SELECTED EXCERPT ::
John Cinnamus, the Byzantine chronicler, mentions troops observing the Jewish law, fighting with the Hungarian army in Dalmatia in 1154. By that time there was a Jewish community in existence for a hundred and fifty years with its own synagogue and legal court in Esztergom, in the capital and commercial centre of Hungary. Jews at the time worked the land, practised trades and commerce along with other Hungarians. The medieval popes pressured the kings to introduce anti-Jewish laws but for a while without result. The 11th century crusaders murdered Jews on their way to the Holy Land but while King Coloman refused passage to these religious fanatics, he let the Jewish refugees from Austria, Bohemia and Moravia settle in Hungary. For the next two hundred years while in the West Jews were locked into ghettos, branded, isolated and at times burnt at the stake all was quiet in Hungary. In the early 13th century Rome again pressured the king of Hungary to brand the Jews and burn the Talmud in public under threat of excommunication. The promise was made but there is no evidence to its execution. By now many of the Hungarian Jews were in the business of finance and were essential for the good management of the state. In 1251 they were declared servants of the Treasury. They participated in the founding of Buda and settled in all parts of the country unhampered. The good times soon came to an end in the fourteenth century. Religious intolerance combined with commercial jealousy led to over-taxation, persecution, blood libels and expulsions. Take a loan from the Jews than burn the letter of credit, was the new slogan of kings, German city-dwellers and Hungarian lords. In 1421 the magistrate of Buda ordered the Jews to wear red caps, pointy hats and a yellow spot on their outfits. A change on the throne was now a special occasion for robbing the Jews in the towns. The Turkish occupation of Hungary was nothing, but a blessing in disguise for the now completely impoverished Jewish community. The Ottoman rulers taxed heavily, but evenly. They tolerated all religions. So did the Protestant Hungarians who ruled the Turkish satellite Transylvania. Gábor Bethlen invited Sephardim Jews (1623) to settle in his lands. Meanwhile Buda was flourishing. Then the Habsburgs liberated Hungary. They freed Buda and butchered all the Jews they could find therein.

Eighteenth century Hungary, that semi-independent eastern mark of the Habsburg family, began a slow socio-economic reconstruction after a devastating re-conquest and an equally painful civil war. Once the Turks were expelled and the anti-Habsburg Magyar rebels suppressed, the government of Vienna could proceed with the domestic aspects of empire building.

According to Bishop Kolonics, following their withdrawal from Hungary the Turks had left behind nobody but the Greeks and the Jews. This, of course, was an exaggeration, but these were the people Kolonics noted and highly disapproved. In fact, Hungary was reduced to less than 2.6 million souls by 1720. In the absence of a domestic bourgeoisie in Hungary, the Viennese Treasury, in order to attract settlers gave special trading privileges to foreign merchants. The Magyars no longer had the skill or the desire to trade. "It is well known" wrote Gyula Szekfü, "that a Hungarian did not stoop to trade in feudal Hungary. He yielded it to the aliens: Jews, Macedonians, Greeks, Armenians, Serbs."

INFORMATION SUPPLIED ::
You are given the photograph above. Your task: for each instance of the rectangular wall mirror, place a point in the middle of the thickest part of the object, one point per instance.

GOAL OF THE EXERCISE :: Reproduce the passage above on Jewish history in Hungary between "Eighteenth century Hungary, that" and "of empire building.", inclusive.

PROBLEM SOLUTION ::
Eighteenth century Hungary, that semi-independent eastern mark of the Habsburg family, began a slow socio-economic reconstruction after a devastating re-conquest and an equally painful civil war. Once the Turks were expelled and the anti-Habsburg Magyar rebels suppressed, the government of Vienna could proceed with the domestic aspects of empire building.